- _Description of the task_
Quote the lines below exactly, from the one that holds "[locate] small leafy" through the final line of the records, and only those.

- _Object pointing dataset rows_
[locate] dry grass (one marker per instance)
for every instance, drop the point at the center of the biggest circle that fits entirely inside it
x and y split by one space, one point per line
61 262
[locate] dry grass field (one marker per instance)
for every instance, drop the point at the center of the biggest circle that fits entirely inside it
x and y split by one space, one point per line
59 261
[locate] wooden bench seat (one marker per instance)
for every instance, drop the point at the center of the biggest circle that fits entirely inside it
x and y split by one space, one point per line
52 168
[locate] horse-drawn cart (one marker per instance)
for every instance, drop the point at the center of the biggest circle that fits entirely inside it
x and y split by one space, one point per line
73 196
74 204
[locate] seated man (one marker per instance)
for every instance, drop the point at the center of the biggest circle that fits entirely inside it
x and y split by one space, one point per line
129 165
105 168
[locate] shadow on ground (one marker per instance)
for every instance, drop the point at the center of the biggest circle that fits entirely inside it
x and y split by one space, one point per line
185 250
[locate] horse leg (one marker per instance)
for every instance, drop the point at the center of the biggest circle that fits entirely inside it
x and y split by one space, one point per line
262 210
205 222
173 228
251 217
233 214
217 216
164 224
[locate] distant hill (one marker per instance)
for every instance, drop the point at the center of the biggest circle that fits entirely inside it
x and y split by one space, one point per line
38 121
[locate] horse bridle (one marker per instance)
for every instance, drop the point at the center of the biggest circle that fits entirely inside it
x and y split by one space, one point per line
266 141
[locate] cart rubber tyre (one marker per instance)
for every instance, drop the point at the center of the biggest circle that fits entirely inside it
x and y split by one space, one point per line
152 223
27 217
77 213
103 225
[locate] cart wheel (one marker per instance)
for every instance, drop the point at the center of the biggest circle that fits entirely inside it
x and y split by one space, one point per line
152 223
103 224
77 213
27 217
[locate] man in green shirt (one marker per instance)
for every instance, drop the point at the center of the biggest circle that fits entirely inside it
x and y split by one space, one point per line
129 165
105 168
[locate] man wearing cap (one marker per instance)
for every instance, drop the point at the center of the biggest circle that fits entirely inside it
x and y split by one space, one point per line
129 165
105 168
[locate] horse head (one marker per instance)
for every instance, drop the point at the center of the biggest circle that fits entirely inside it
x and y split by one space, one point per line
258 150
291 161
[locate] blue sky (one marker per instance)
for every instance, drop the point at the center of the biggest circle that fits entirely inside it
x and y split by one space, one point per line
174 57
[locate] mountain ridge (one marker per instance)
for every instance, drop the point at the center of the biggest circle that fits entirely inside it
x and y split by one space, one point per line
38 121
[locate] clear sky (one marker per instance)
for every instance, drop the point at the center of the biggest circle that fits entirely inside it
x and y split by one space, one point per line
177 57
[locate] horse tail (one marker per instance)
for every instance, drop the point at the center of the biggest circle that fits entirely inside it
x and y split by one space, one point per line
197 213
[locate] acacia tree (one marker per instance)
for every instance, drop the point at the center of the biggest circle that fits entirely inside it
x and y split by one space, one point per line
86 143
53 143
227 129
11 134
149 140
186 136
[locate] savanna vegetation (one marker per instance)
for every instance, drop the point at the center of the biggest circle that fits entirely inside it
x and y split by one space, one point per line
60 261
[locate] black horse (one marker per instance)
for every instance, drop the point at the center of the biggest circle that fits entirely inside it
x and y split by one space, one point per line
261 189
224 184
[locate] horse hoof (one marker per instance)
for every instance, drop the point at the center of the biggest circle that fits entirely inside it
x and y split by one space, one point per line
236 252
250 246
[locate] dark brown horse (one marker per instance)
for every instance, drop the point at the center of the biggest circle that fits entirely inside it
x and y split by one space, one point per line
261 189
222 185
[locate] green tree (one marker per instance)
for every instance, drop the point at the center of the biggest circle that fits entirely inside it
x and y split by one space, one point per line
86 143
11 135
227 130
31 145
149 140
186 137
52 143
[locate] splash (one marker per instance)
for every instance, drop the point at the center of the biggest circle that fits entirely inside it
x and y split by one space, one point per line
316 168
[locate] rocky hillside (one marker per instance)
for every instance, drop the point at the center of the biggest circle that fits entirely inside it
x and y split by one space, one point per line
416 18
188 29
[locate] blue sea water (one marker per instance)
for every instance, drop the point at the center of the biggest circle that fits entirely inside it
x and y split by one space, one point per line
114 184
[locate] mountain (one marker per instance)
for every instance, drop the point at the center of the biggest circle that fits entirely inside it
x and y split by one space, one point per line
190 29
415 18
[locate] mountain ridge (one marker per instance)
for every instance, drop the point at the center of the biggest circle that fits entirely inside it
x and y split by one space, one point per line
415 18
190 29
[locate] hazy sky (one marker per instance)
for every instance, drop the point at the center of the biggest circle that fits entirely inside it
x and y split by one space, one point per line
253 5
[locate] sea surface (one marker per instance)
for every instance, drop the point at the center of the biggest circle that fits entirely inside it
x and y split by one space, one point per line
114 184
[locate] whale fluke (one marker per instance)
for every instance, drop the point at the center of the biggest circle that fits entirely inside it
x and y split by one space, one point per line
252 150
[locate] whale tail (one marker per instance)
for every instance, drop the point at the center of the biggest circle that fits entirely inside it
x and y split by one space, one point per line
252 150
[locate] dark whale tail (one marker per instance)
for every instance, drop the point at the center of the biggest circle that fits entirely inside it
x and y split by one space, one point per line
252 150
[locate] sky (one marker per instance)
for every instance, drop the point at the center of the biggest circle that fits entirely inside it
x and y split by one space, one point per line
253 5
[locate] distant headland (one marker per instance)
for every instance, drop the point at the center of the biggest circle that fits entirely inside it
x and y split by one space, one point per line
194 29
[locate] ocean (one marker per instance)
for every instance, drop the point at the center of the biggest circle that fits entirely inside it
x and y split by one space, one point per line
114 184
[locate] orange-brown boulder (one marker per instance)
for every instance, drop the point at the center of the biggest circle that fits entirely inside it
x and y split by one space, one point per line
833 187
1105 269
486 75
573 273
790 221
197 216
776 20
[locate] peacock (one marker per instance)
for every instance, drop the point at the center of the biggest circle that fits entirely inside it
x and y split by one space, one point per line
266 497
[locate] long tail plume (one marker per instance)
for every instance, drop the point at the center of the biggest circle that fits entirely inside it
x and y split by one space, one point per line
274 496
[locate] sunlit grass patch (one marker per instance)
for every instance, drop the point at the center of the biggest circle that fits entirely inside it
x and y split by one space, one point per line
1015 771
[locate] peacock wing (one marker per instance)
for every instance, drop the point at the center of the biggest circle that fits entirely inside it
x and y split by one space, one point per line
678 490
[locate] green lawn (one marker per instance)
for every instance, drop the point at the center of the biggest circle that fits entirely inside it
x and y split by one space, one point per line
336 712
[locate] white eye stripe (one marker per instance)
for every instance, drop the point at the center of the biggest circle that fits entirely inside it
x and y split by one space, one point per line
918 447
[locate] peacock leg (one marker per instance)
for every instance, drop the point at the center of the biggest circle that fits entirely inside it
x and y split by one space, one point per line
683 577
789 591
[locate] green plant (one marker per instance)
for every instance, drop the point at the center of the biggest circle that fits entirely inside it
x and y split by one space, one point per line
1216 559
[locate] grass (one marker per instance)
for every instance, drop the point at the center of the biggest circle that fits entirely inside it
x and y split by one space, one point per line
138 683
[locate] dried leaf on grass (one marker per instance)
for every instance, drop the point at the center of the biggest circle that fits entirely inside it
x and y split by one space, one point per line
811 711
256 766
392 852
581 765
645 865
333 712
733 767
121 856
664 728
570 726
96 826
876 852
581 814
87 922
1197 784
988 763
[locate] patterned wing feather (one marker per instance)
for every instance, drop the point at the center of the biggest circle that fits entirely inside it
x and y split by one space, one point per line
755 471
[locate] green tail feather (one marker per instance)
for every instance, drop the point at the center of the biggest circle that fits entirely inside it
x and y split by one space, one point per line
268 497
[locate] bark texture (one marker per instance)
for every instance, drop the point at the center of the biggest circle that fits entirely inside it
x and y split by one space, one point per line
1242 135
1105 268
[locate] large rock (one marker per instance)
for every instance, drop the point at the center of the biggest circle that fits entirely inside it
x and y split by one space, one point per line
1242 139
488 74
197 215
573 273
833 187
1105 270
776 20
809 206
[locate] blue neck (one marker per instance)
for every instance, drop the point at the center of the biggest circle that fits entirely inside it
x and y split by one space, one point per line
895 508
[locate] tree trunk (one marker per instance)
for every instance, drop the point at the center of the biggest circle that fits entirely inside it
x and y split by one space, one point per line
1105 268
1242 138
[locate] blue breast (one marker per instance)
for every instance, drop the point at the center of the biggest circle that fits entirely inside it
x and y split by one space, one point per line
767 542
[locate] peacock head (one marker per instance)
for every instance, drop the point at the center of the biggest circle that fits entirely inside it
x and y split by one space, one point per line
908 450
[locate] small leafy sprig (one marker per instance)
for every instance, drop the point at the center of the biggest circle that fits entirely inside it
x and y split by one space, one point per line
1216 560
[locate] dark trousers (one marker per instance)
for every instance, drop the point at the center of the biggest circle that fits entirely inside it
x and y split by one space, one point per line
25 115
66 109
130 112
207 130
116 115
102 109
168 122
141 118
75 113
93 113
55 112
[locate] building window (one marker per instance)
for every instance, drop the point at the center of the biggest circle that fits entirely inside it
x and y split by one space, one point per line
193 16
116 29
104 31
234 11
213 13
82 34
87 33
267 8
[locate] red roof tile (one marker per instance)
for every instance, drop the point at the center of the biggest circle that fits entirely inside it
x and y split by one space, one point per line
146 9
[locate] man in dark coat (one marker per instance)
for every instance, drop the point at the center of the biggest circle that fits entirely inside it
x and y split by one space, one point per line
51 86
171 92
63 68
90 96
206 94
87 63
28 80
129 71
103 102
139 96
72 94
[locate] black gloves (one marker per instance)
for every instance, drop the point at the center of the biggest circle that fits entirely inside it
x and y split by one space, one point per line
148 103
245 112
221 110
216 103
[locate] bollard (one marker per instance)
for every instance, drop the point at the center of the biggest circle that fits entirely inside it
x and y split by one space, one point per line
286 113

- _Output_
[locate] small leafy sprig (one marker per instance)
for every instance, drop the point at the center of the biggest circle that fits entirely inside it
x and y split by one space, one point per line
1216 560
[locate] dark trousers (one marker per instance)
for every instance, drop the point at the center of the biggest circle that fits entirely inside it
x and y split by one space, one point per line
25 115
66 109
130 112
207 130
116 115
102 109
168 122
141 118
75 113
93 113
55 112
[locate] building window (one marker per instance)
for every instance, drop the point at the center of the biggest circle that fits entirely inside it
x and y split by one space, one point per line
193 16
116 29
104 31
234 11
213 13
82 34
87 33
267 8
[locate] red roof tile (one marker per instance)
for every instance, drop the point at the center of the biggest circle that fits entirely inside it
x and y split by one space, one point per line
146 9
[locate] man in dark coat (one marker per instance)
for every instance, drop the point at the center of the biggest circle that fits entirely inside it
x and y split by one space, one point per line
51 86
171 92
63 68
90 96
206 94
87 63
28 80
129 71
103 102
139 96
72 94
[locate] black gloves (one marker per instance)
for every instance, drop the point at the center of the biggest circle that fits entirely inside it
x and y split by one space, one point per line
148 103
245 112
221 110
216 103
[locate] bollard (one marker per instance)
for every instance, drop the point at the center of the biggest circle that fits entirely inside it
x and y split by one space, one point per line
286 113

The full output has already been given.